WHAT TO PRODUCE
The answer must be an exact reproduction of the lines from the start of the records below through the line containing "[(50, 40), (10, 76), (43, 85), (73, 49)]", and nothing more.

- - - - - - -

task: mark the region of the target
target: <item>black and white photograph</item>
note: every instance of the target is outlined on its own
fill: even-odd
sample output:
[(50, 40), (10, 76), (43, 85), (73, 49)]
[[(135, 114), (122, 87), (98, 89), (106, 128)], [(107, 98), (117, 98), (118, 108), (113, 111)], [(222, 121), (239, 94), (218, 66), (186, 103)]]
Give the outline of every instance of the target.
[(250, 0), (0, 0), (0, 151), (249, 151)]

- - - - - - -

SOLUTION BELOW
task: mark the region of the target
target: <item>black and white photograph</item>
note: every instance of the target is outlined on its own
fill: even-odd
sample output:
[(50, 40), (10, 76), (43, 85), (73, 49)]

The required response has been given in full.